> _Task statement_
Only the lines from the line holding "Where can the overcast" to the last line should be output, each exactly as given.

> _Collected data entries_
============================================================

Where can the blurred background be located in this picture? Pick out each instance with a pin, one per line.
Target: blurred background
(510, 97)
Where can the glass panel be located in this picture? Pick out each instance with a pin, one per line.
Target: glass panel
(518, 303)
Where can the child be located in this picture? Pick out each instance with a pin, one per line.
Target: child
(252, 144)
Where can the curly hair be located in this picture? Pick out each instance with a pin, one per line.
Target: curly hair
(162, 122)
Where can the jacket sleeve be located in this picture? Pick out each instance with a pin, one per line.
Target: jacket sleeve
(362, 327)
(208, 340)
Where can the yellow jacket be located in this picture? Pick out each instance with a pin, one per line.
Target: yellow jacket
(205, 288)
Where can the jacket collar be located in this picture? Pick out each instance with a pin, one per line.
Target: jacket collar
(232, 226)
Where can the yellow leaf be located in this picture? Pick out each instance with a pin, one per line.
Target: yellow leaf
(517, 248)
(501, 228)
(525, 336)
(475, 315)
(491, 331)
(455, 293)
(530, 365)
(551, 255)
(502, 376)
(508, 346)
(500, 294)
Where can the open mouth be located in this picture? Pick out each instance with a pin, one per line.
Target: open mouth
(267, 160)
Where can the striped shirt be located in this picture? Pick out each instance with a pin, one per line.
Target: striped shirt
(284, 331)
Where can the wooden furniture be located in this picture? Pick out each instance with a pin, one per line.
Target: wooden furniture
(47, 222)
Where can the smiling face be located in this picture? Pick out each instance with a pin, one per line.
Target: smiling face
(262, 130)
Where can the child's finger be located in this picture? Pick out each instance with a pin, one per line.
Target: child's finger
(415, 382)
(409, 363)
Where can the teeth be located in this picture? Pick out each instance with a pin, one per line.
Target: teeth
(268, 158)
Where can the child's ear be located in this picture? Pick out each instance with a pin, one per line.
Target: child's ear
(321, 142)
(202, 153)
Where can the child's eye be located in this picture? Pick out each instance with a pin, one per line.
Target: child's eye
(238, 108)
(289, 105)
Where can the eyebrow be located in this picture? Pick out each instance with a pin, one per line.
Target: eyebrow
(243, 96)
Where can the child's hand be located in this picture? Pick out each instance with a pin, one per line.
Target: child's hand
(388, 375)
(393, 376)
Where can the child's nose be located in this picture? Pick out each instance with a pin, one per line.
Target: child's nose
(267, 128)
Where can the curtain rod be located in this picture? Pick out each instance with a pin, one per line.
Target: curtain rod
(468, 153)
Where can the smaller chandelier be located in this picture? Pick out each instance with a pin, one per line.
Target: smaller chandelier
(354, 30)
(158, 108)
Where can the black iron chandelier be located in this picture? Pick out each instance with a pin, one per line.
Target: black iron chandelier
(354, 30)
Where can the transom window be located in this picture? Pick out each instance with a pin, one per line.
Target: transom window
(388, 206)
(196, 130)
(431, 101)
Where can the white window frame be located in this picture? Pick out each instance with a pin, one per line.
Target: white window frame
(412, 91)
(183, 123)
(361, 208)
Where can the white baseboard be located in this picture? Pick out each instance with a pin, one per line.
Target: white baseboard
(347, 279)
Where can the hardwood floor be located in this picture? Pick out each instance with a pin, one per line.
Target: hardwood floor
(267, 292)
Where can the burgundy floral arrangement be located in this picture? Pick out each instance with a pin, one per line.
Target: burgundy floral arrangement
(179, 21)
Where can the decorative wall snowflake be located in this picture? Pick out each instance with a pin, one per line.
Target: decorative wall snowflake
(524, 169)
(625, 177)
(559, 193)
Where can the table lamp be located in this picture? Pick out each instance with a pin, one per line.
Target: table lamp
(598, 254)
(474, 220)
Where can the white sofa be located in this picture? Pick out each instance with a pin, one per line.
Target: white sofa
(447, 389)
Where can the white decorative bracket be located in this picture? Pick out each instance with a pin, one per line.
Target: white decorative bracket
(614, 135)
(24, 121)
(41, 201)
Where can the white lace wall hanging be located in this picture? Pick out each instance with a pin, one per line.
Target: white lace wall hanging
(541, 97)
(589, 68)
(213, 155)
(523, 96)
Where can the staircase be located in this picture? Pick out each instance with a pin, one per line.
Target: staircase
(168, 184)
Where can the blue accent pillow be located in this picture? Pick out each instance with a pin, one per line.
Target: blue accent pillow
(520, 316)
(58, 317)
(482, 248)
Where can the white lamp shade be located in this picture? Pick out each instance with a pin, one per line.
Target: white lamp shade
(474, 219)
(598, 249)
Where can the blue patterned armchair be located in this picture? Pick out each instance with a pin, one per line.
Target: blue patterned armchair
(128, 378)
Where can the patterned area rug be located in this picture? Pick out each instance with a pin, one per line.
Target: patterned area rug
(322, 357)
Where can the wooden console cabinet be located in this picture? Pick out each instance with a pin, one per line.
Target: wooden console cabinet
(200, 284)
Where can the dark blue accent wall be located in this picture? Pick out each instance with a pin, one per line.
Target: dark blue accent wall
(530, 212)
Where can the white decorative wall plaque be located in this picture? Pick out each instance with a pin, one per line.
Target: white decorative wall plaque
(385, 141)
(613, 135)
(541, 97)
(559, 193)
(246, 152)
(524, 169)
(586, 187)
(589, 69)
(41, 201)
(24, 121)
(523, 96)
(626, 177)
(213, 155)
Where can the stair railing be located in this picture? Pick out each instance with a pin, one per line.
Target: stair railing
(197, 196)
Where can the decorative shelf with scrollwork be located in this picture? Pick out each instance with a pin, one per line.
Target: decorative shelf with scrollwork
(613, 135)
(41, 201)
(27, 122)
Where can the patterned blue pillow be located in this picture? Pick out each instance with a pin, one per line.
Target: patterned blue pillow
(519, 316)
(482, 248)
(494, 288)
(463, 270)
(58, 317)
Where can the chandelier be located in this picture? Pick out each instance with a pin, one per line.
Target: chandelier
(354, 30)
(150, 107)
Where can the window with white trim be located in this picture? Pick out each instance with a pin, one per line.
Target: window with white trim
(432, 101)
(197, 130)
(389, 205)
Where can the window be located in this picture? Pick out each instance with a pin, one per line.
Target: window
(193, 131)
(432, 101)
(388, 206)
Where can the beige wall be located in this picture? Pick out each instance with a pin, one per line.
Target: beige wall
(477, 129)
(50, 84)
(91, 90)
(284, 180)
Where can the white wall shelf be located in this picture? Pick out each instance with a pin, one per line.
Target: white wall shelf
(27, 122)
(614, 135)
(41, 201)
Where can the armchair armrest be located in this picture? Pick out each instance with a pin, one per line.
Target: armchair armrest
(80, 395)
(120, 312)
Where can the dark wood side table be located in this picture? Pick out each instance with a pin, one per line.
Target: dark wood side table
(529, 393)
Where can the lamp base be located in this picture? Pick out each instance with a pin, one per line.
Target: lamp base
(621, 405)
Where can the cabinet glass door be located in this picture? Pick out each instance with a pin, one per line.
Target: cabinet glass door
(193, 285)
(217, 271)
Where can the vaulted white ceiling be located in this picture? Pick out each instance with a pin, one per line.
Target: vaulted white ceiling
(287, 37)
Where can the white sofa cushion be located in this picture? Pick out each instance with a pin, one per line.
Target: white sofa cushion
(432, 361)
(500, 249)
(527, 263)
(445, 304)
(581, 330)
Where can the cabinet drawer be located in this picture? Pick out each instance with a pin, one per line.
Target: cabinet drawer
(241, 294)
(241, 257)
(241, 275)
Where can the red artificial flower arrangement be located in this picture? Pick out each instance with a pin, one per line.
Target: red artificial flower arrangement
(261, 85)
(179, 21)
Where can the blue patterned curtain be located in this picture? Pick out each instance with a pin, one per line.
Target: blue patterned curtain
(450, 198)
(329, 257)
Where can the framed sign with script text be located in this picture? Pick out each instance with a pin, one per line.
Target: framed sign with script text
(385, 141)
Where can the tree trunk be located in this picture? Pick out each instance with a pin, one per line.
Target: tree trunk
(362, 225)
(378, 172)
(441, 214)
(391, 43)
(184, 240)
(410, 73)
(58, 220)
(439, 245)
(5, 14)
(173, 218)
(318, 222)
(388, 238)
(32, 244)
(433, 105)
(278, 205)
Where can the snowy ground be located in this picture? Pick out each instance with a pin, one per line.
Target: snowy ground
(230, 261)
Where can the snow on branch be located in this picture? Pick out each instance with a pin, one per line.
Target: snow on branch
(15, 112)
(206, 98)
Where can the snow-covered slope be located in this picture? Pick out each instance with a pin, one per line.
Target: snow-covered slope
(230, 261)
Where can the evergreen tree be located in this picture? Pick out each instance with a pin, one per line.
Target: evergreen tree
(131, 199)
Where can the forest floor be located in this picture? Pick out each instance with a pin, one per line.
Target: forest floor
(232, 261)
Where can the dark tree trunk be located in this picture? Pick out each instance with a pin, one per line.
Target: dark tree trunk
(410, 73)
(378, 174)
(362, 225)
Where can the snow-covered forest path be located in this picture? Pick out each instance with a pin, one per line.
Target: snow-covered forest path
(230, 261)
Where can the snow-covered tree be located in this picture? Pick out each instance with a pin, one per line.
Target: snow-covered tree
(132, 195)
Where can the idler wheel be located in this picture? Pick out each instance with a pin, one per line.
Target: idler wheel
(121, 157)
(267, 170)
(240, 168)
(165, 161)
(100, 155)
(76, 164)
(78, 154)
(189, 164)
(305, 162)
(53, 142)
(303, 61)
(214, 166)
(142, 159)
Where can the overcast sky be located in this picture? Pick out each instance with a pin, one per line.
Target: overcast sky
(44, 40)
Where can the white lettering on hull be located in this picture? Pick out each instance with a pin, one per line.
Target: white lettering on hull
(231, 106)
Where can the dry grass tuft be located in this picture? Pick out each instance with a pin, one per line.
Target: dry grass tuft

============================================================

> _Final result_
Where can the overcast sky be located in this picture? Pick out each instance with a pin, one per line.
Target: overcast sky
(44, 40)
Where can the white lettering on hull be located in this picture? Pick out each instance with a pin, one per line.
Target: white lettering on hull
(231, 106)
Where can the dry grass tuft be located in this picture? Pick out each instance with a pin, one per line.
Target: dry grass tuft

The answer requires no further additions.